• **REQUEST**: Reproduce every line below verbatim, omitting the picture.

• **RAW RECORDS**:
____________

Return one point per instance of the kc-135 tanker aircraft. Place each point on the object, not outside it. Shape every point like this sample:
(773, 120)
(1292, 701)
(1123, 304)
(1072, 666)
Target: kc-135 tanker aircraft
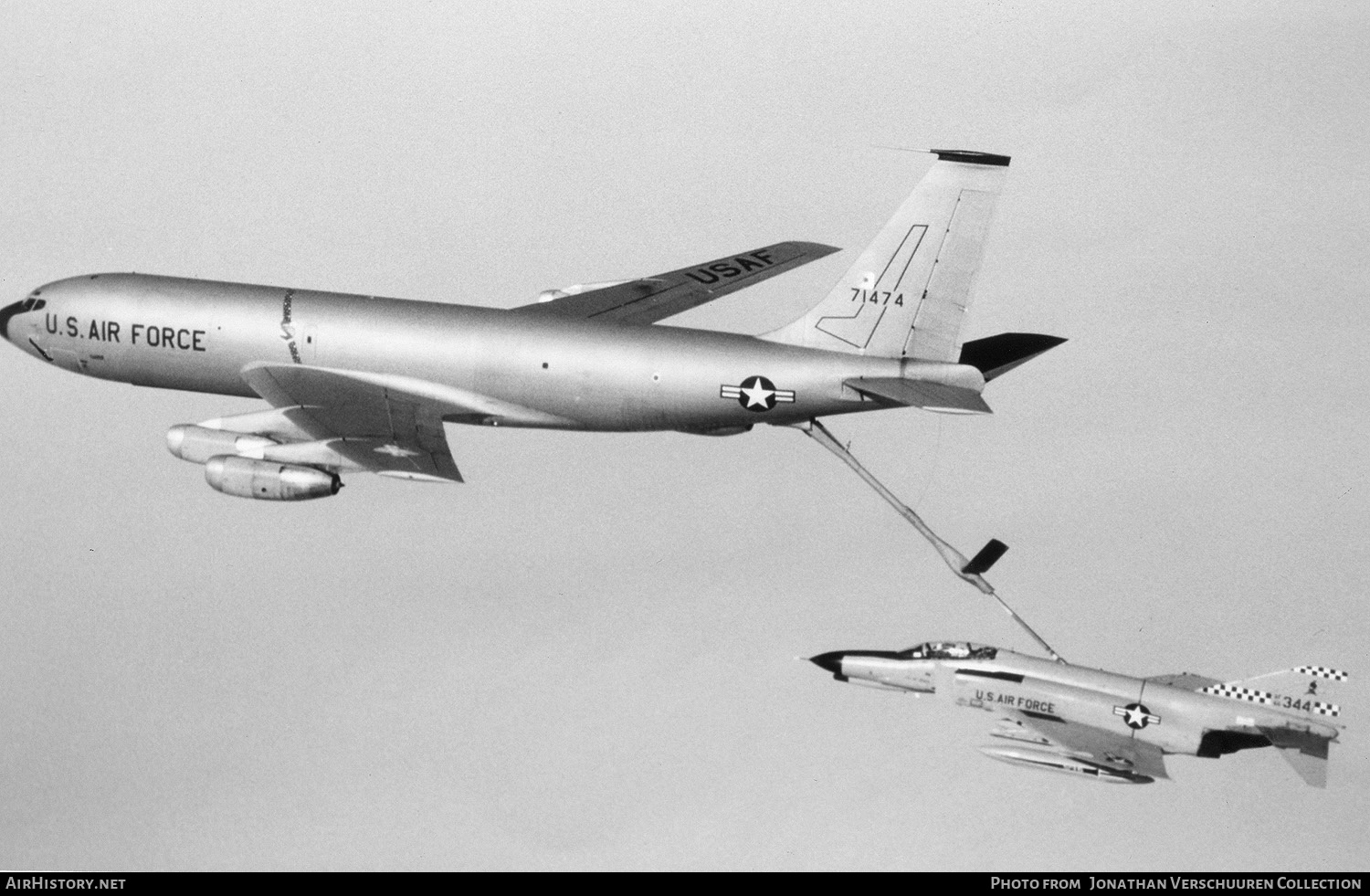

____________

• **FINISHED EXERCISE**:
Return one point per instance of the kc-135 tanker aircraft. Place each point on the object, not outside it. Shape every point like this sample:
(773, 120)
(1292, 701)
(1123, 304)
(1072, 666)
Target: kc-135 tanker aircraft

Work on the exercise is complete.